▶ **Problem description**: Rewrite the lines from the start of the entries through the line containing "Every path is filled with fill-rule evenodd.", inclusive, as a numbered list, and leave out any blank lines.

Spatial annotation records
# # # # # # #

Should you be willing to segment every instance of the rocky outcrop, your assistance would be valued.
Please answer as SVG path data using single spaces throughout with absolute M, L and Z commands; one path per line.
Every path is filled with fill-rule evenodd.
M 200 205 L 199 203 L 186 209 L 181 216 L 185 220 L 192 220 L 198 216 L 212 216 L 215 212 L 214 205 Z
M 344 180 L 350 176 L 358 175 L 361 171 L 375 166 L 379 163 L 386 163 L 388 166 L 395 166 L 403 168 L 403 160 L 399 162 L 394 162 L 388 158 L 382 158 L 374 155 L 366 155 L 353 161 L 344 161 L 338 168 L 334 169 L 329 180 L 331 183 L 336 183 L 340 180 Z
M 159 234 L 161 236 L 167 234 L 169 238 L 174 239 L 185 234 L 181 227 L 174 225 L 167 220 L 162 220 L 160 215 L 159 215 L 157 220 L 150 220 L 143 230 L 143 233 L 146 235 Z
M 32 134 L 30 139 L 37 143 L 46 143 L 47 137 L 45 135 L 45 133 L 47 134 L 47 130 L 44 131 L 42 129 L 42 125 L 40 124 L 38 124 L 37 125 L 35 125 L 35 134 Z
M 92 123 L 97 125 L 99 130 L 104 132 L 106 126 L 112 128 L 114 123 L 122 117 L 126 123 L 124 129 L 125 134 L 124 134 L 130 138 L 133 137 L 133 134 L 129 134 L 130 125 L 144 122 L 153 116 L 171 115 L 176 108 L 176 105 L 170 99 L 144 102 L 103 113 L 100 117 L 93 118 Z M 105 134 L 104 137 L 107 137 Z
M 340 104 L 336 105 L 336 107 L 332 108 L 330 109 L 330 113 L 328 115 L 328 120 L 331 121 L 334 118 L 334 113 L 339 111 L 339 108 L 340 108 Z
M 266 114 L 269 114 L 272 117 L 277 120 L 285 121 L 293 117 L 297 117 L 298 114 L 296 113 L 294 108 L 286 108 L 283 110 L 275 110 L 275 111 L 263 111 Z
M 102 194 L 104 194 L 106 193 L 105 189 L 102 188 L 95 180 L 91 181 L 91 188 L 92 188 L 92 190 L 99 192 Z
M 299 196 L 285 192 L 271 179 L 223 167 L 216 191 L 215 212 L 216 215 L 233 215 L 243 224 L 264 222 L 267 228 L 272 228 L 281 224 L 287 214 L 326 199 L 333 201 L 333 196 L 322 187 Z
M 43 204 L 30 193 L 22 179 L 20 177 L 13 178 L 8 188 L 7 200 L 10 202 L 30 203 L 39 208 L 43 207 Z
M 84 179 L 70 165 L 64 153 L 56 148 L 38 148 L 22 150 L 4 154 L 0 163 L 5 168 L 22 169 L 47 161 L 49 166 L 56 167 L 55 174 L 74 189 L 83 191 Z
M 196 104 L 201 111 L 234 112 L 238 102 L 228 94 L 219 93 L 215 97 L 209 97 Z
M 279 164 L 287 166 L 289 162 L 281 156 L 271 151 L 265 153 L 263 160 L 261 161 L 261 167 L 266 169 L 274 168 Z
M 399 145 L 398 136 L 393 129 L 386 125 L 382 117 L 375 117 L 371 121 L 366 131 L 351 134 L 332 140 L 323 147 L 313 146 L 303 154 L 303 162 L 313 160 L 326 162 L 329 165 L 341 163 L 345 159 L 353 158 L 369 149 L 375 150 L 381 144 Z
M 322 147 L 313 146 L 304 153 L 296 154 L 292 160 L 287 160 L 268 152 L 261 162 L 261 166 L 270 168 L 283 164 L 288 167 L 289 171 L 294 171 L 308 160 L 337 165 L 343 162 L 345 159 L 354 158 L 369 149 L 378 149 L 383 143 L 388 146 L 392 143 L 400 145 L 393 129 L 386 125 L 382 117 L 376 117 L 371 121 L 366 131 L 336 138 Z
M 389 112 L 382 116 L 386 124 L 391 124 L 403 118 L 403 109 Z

# # # # # # #

▶ **Answer in full**:
1. Should you be willing to segment every instance of the rocky outcrop, your assistance would be valued.
2. Please answer as SVG path data using single spaces throughout with absolute M, L and Z commands; one path per line.
3. Every path is filled with fill-rule evenodd.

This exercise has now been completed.